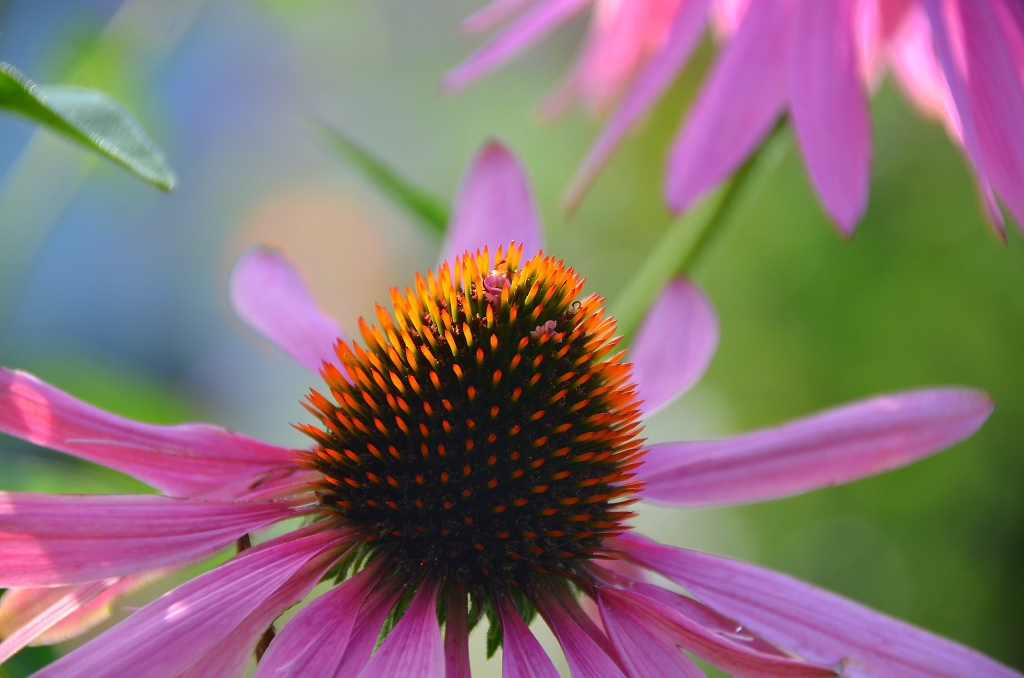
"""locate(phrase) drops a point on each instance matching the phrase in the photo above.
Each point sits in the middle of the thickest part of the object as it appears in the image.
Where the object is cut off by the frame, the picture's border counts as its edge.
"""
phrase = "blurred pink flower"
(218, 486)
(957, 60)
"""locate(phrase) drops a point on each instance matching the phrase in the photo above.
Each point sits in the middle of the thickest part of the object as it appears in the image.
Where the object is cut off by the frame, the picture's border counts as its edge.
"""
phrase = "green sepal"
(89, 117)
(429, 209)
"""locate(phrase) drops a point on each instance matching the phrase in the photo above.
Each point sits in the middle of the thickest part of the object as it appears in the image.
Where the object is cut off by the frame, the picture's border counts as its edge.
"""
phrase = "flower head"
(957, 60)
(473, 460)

:::::

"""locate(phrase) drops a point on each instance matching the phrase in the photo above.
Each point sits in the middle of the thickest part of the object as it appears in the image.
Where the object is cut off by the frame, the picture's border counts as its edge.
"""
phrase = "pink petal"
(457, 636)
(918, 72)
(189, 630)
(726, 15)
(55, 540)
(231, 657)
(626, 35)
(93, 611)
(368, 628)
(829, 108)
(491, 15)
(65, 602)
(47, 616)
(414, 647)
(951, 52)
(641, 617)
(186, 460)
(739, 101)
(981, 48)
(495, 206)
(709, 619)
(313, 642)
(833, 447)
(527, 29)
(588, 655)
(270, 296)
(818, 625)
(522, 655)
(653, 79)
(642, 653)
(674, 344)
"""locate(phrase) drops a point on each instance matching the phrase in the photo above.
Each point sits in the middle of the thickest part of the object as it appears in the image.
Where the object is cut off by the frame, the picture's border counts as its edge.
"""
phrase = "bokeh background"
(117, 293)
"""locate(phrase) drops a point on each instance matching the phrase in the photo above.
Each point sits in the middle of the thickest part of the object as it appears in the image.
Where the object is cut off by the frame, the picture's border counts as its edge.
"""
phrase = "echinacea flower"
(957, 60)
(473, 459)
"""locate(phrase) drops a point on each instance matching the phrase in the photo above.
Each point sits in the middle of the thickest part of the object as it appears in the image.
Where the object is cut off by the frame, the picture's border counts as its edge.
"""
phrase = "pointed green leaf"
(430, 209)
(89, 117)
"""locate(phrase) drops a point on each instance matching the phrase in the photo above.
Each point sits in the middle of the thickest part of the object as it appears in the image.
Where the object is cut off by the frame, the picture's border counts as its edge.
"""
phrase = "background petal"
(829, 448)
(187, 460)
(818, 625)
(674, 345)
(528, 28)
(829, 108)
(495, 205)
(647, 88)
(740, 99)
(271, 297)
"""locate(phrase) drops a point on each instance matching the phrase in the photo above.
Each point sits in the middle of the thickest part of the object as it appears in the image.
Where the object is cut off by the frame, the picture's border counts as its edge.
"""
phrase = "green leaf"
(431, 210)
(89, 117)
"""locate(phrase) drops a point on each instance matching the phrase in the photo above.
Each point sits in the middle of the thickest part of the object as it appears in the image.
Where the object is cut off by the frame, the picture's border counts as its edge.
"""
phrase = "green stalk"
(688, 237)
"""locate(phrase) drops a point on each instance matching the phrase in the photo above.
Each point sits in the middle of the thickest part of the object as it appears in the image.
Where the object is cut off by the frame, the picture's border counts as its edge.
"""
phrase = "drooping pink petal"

:::::

### Set task
List each line of the items above that contains the string "pink", copying every such line in full.

### Task response
phrase = "blurred pink flower"
phrase = "pink petal"
phrase = "drooping pink petal"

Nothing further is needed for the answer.